Send each entry back exactly as given, pictures excluded.

MATERIAL SUPPLIED:
-------------------------

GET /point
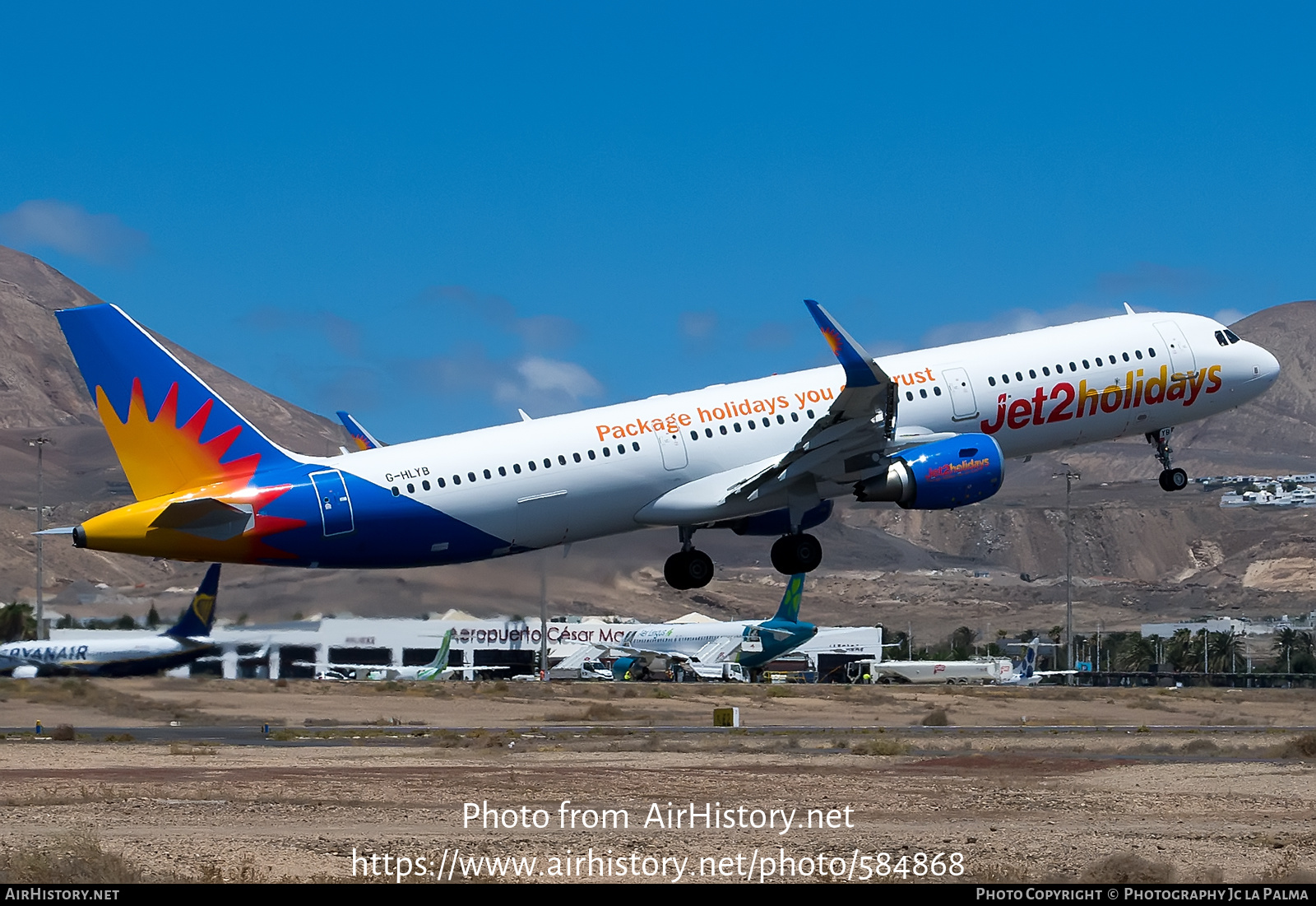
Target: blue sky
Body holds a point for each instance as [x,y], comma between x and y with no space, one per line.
[433,215]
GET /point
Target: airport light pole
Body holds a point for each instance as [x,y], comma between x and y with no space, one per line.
[39,441]
[1070,477]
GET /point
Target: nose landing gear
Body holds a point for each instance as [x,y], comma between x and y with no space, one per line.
[688,568]
[1171,478]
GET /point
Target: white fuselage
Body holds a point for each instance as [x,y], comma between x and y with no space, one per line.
[92,655]
[596,472]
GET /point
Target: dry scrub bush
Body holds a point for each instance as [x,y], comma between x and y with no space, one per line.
[1127,868]
[72,859]
[1298,747]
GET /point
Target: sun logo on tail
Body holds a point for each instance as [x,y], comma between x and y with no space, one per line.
[161,458]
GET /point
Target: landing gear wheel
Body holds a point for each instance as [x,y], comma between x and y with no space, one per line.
[1175,480]
[1171,478]
[688,569]
[796,553]
[675,572]
[699,569]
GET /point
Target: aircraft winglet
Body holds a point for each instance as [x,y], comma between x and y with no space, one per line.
[860,370]
[359,434]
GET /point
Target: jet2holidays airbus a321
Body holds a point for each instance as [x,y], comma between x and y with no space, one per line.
[925,430]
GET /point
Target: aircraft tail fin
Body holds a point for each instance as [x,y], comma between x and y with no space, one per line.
[440,662]
[199,616]
[789,611]
[1030,664]
[169,428]
[359,434]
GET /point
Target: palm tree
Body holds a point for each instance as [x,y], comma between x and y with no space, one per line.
[1223,649]
[961,642]
[1283,645]
[1136,653]
[1178,652]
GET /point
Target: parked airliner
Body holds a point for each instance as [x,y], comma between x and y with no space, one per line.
[697,649]
[925,430]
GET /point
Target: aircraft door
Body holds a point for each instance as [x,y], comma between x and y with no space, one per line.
[673,448]
[1181,355]
[541,519]
[962,402]
[335,504]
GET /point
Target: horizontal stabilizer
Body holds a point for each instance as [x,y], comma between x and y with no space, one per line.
[207,518]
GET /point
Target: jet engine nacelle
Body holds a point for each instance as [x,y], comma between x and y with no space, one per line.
[948,473]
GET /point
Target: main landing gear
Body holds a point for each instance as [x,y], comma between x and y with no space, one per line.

-------------------------

SOLUTION TO THE EXERCISE:
GET /point
Target: blue sky
Body holds a point for each instance as [x,y], comma between x and y with no space, one per line.
[433,215]
GET /point
Target: airport light pole
Body holds a point for each instance as [x,y], comma between x and y with no space, one per line.
[39,441]
[1070,477]
GET /point
Target: nose landing gear
Body holds a point for each instance as [x,y], comma between x and y with no space, one per line.
[688,568]
[1171,478]
GET /point
Target: white fuselage
Body holds a point for each instance as [x,y], comma between x and y with no space, one per line.
[92,655]
[596,472]
GET /point
Target: dry scrub bush
Body holds a point for each instance as [x,y], comma between x and y with no space, one per line.
[1127,868]
[72,859]
[1298,747]
GET /point
Target: sun logo on tail
Body holds a point for each instance as [x,y], comma between x and y with no space, one per line.
[161,458]
GET /point
Target: landing gear wheel
Body holds a point for each instance as [x,y], comma between x and y with no space, one per line.
[1175,480]
[1171,478]
[688,569]
[796,553]
[675,572]
[699,569]
GET /point
Target: aircraft winglet
Body holds a point for each instance as [x,y], comma between x and y with no space, one per line.
[860,370]
[359,434]
GET /point
Target: jet2holidays airbus a321
Body holds a point for each instance as [x,y], comma between x and y with no space, one per line.
[925,430]
GET /point
Target: aircraft tail fin
Body holds a point for each instance as [x,y], comma between x and y with no space, one per line.
[440,662]
[199,616]
[789,611]
[1030,664]
[169,428]
[359,434]
GET /point
Target: palm tree
Body holds a point for each instance as [x,y], comma between x and y with no space, one per line.
[1223,649]
[961,642]
[1283,645]
[1136,653]
[1178,652]
GET /point
Target: parked airliner
Body holds a point for each instance as [x,y], comma between x and y with no space, one per line.
[697,649]
[925,430]
GET /point
Target: aircraft door
Body holds a point for each instance as [x,y], comma between x and y with no space, one per line.
[673,448]
[1181,355]
[541,519]
[962,402]
[335,504]
GET /point
Target: horizontal stabilizer
Body holds a point for each instance as [x,y], comma between x and y with no space, one per line.
[207,518]
GET /point
Target: jet engine nacelle
Body holds a point for each instance as [x,y], comma between x and y with no space, one per line.
[948,473]
GET /point
Target: main landing gear
Body holds a point for each instance as [x,y], comma between x and y with no space, one per line.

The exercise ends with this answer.